POKAZANY FRAGMENT —
----------------------------------------

175

Orlik i inni

Chcielibyśmy przypomnieć niezwykłą postać pchor. Romana Orlika – bohaterskiego żołnierza polskiego, z powodzeniem walczącego we Wrześniu 1939 roku na tankietce TKS uzbrojonej w działko 20mm.

Jak wielu kolegów-czołgistów szkolił się przed wojną w Centrum Wyszkolenia Broni Pancernych w Modlinie. Po mobilizacji trafił do 71 Dywizjonu Pancernego , który wszedł w skład Wielkopolskiej Brygady Kawalerii. Szacuje się, że podczas walk wrześniowych załoga pod dowództwem pchor. Orlika zniszczyła lub unieszkodliwiła przynajmniej 13 czołgów niemieckich.

Do pierwszego starcia tankietek Dywizjonu Pancernego doszło 14 września 1939 roku pod Brochowem. Wtedy pchor. wyeliminował celnym ogniem trzy czołgi przeciwnika.

fb13_3

7db4_1

Kolejne walki miały miejsce w Puszczy Kampinoskiej w dniu 18 września 1939 r. niedaleko wsi Pociecha. W walce po stronie polskiej brał udział m.in. pluton 71 Dywizjonu Pancernego pod dowództwem pchor. Romana Orlika – złożony z trzech czołgów rozpoznawczych, w tym jednej TKS z działkiem 20mm. Zniszczono lub uszkodzono wtedy przynajmniej trzy czołgi niemieckie – Pz.Kpfw-35(t) i Pz.Kpfw-IV należące do 11 Pułku Pancernego 1 Dywizji Lekkiej. W jednym z nich został śmiertelnie ranny książę raciborski Wiktor IV Albrecht von Ratibor (Viktor Albrecht Johannes Josef Michael Maria v.Hohenlohe-Schillingsfürst), służący w Wehrmachcie w stopniu porucznika i dowodzący plutonem czołgów.

pz4 2

 

pz4

Dzień później doszło do starcia pod Sierakowem. Załoga pchor. Romana Olika zniszczyła lub uszkodziła, współdziałając z artylerią polską przynajmniej 7 czołgów niemieckich, należących do 65 Batalionu Pancernego lub 1 batalionu 11 Pułku Pancernego.

1_copy9

Należy jednak pamiętać, że pchor. Orlik nie był jedynym, dzielnym polskim żołnierzem z sukcesami walczącym na tankietce w Wojnie Obronnej 1939 roku.

okuszko

Pchor. Roman Okuszko w TK-3 (po lewej)

----------------------------------------

MATERIAŁ —
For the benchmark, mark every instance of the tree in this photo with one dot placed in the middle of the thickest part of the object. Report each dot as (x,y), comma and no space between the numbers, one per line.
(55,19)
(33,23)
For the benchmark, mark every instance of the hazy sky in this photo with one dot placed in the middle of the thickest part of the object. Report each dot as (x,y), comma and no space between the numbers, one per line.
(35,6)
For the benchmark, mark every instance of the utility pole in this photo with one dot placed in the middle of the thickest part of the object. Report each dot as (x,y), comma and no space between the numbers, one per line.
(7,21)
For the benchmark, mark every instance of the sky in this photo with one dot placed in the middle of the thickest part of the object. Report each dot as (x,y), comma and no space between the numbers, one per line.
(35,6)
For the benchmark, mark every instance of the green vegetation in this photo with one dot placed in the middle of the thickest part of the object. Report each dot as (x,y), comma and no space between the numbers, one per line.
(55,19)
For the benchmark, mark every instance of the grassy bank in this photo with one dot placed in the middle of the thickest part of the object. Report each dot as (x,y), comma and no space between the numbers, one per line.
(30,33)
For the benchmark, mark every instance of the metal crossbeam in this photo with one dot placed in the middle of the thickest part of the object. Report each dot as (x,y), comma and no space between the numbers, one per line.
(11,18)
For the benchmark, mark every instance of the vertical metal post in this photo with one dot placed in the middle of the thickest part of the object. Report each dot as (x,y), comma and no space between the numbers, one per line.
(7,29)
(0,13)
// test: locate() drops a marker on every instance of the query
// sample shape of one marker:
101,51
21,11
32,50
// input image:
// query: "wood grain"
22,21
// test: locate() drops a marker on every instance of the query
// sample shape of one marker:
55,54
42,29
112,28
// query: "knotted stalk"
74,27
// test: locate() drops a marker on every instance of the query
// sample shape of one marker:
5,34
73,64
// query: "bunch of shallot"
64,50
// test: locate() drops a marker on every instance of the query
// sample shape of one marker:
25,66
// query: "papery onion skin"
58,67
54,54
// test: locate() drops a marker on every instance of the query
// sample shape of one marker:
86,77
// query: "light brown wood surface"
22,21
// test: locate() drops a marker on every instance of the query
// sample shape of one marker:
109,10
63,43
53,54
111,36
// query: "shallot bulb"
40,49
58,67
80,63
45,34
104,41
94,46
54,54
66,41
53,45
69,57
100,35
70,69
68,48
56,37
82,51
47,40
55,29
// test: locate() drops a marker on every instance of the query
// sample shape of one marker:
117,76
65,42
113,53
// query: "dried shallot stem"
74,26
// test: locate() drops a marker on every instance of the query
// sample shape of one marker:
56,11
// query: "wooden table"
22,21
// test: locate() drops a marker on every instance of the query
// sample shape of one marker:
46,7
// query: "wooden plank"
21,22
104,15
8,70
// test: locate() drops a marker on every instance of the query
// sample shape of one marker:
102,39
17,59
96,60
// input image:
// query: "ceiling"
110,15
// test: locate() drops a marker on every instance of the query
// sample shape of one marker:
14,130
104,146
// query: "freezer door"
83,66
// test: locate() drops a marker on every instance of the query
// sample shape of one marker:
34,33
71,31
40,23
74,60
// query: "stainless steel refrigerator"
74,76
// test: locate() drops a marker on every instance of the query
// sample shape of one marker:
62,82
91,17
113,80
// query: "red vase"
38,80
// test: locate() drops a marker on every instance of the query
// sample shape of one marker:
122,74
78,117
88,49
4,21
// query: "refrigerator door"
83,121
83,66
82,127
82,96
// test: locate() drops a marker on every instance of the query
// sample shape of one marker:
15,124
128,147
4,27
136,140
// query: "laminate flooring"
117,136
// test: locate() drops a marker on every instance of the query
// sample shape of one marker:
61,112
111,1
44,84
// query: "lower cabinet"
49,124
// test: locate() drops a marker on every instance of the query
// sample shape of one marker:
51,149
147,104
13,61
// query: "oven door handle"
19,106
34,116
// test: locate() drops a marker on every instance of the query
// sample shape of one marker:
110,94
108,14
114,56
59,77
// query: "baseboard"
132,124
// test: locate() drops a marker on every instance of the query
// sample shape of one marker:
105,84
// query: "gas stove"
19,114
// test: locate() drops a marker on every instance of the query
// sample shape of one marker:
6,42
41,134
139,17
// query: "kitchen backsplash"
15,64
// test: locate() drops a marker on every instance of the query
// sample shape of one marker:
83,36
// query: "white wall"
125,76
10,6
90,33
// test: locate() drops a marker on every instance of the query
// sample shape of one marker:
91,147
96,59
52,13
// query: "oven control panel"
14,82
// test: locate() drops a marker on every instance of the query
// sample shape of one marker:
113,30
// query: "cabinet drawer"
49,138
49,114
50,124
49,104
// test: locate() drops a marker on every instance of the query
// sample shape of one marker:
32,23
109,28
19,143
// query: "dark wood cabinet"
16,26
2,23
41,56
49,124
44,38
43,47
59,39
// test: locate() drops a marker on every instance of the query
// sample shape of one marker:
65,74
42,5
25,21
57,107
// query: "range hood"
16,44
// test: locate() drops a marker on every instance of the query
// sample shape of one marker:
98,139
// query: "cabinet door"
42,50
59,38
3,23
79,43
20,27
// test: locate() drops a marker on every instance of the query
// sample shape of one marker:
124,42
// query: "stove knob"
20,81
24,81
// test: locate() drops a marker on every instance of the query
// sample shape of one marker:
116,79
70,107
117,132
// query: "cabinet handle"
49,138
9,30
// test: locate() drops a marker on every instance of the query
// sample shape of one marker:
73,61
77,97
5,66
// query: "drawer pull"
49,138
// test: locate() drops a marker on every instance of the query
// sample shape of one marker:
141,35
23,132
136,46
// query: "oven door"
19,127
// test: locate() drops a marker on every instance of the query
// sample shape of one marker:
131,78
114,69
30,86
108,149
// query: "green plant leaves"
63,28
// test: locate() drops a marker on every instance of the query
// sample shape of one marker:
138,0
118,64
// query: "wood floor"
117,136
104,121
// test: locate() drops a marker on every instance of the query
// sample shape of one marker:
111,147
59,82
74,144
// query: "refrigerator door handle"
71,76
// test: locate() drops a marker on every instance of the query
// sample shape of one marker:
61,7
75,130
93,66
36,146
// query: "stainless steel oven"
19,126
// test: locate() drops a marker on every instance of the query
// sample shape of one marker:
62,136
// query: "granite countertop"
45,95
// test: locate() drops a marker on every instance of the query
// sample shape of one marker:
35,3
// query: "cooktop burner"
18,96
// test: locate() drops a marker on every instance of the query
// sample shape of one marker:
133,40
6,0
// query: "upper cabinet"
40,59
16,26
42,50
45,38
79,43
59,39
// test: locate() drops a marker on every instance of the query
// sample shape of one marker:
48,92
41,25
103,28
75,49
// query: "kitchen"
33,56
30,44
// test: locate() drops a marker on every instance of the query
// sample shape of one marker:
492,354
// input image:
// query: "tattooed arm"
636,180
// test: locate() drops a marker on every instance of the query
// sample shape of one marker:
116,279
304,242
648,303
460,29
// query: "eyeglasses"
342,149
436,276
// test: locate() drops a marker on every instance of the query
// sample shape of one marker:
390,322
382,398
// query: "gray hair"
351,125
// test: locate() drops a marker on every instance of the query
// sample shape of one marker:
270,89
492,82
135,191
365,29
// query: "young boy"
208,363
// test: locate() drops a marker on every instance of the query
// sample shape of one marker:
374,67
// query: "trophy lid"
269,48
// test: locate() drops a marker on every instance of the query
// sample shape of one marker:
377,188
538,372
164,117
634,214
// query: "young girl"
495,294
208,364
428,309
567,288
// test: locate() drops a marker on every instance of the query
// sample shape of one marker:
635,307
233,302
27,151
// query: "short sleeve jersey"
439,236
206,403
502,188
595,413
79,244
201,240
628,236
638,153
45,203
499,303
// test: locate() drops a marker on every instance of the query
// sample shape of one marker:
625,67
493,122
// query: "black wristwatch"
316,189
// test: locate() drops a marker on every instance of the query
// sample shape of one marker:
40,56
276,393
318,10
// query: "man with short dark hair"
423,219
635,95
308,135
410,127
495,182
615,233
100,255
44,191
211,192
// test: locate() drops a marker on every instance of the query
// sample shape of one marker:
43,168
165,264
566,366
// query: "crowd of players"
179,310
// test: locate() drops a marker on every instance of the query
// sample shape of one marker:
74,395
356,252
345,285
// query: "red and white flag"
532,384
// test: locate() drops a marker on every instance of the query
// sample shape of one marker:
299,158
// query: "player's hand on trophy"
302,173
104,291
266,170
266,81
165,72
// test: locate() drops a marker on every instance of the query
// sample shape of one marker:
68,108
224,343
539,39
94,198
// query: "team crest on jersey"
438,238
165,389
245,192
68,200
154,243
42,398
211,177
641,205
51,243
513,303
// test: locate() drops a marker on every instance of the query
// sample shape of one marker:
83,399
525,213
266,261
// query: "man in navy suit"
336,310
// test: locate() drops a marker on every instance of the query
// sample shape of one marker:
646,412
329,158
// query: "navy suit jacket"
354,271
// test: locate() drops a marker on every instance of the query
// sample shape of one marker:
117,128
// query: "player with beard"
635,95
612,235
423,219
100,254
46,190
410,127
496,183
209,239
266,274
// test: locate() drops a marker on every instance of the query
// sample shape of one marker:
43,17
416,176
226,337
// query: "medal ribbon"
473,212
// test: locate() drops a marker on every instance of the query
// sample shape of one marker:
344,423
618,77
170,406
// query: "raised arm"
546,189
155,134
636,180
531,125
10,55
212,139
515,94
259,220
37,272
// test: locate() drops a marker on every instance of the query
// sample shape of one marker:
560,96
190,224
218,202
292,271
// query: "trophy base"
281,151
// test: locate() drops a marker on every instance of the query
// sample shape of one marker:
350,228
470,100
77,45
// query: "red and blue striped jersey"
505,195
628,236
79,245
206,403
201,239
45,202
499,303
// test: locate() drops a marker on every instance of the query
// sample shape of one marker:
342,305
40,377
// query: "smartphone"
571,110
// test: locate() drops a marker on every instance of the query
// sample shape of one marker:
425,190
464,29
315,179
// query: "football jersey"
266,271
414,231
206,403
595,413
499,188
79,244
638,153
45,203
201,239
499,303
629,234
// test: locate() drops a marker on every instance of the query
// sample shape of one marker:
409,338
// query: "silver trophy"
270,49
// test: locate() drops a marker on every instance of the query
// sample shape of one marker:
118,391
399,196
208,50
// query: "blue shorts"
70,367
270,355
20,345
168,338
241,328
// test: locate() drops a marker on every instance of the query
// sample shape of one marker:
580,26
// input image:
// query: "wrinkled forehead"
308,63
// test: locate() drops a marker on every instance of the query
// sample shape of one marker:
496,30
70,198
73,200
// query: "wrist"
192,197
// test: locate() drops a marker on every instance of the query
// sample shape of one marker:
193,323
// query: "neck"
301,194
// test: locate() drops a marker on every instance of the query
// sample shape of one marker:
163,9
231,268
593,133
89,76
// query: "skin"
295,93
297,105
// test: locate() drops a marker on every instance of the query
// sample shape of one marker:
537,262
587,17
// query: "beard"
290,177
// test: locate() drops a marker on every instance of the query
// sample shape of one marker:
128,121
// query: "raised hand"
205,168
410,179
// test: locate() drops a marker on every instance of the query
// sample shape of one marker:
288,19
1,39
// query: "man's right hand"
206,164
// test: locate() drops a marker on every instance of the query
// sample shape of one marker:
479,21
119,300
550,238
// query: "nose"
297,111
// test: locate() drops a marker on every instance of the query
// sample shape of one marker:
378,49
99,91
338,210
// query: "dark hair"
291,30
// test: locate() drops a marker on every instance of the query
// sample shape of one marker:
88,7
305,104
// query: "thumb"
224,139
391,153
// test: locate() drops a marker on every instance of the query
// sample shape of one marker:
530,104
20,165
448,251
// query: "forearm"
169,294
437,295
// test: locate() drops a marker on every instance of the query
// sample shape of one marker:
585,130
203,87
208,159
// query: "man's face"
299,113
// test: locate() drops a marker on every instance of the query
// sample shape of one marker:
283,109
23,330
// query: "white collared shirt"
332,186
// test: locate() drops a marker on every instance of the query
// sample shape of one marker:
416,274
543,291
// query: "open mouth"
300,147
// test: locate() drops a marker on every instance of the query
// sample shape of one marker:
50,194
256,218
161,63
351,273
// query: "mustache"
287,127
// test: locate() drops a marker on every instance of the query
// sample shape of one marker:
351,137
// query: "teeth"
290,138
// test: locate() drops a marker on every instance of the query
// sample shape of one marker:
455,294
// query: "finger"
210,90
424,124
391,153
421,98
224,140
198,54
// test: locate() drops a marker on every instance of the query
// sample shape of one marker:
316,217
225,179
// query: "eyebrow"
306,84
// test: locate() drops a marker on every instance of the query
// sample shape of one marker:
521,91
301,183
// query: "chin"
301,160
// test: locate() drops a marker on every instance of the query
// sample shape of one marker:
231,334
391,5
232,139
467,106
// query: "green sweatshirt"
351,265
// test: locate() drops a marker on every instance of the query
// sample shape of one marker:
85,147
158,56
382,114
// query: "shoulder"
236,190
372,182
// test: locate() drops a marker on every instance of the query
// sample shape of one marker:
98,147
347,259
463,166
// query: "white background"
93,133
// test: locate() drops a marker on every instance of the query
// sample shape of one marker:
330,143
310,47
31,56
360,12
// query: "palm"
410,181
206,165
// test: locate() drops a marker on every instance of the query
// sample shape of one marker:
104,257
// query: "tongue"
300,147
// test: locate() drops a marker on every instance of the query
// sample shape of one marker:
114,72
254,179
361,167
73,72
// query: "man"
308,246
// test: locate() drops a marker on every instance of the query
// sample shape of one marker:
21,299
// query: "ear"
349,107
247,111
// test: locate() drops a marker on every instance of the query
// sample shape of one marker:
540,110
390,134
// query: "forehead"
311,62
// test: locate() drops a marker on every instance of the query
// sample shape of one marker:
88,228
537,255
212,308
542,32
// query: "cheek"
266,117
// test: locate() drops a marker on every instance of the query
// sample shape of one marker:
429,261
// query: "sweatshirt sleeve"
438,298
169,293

----------------------------------------

ZADANIA —
1 - Podaj, w ilu liniach rekordów występuje słowo „door”, z uwzględnieniem wielkości liter. Odpowiedz samą liczbą.
2 - Napisz dalszy ciąg tekstu o walkach pchor. Romana Orlika, zaczynając po jego ostatnim zdaniu.

ODPOWIEDZI DO ĆWICZENIA —
1 - 6

2 -
Jednym z nich był pchor. Roman Okuszko, którego mobilizacja wrześniowa skierowała do macierzystego 4 Batalionu Pancernego w Brześciu nad Bugiem. Tutaj okazało się, że nie ma dla niego czołgu. Dlatego powierzono mu dowództwo nad niewielką kolumną składającą się z kilku samochodów i motocykli. Na jednym z samochodów był przewożony świeżo wyremontowany czołg rozpoznawczy TK. Wraz z podkomendnymi wyruszyli na poszukiwanie 91 samodzielnej kompanii czołgów rozpoznawczych. Kompania ta przydzielona do 10 Dywizji Piechoty poniosła poważne straty – z 13 czołgów zostało tylko 5 wymagających naprawy. Dowódca 10 DP polecił objąć pchor. Okuszko dowództwo nad resztką kompanii. Po drodze do strategicznego mostu na Wiśle w miejscowości Świdry Małe pchor. Okuszko podporządkował sobie wycofujący się pluton 32 samodzielnej kompanii czołgów rozpoznawczych. Miał teraz 9 sprawnych czołgów i tymi siłami natarł na Niemców, którzy sforsowali Wisłę. Polskie tankietki ruszyły z takim impetem, że większą część odkrytej przestrzeni, jaka miały pokonać, przebyły nie ostrzeliwane. Niemcy oniemieli, gdy na wąskim pasie pomiędzy rzeką a wałem przeciwpowodziowym ukazało się dziewięć małych, z pozoru niegroźnych polskich czołgów. Tankietki strzelały celnie ze wszystkich luf, natomiast niemieckie pociski trafiały daleko za nimi. Niemcy nie mogli ich zatrzymać i w końcu zaczęli się poddawać. Pchor. Okuszko zatrzymał atak dopiero na widok niemieckiego podpułkownika, który wymachiwał białą tkaniną. Za czołgami na zdezorganizowanych Niemców wpadli polscy kawalerzyści i piechurzy. Oddział pchor. Okuszko zakończył atak bez strat.

Zarówno pchor. Orlik, jak i pchor. Okuszko wraz z podległymi żołnierzami przedarli się do Warszawy i później aktywnie uczestniczyli w jej obronie.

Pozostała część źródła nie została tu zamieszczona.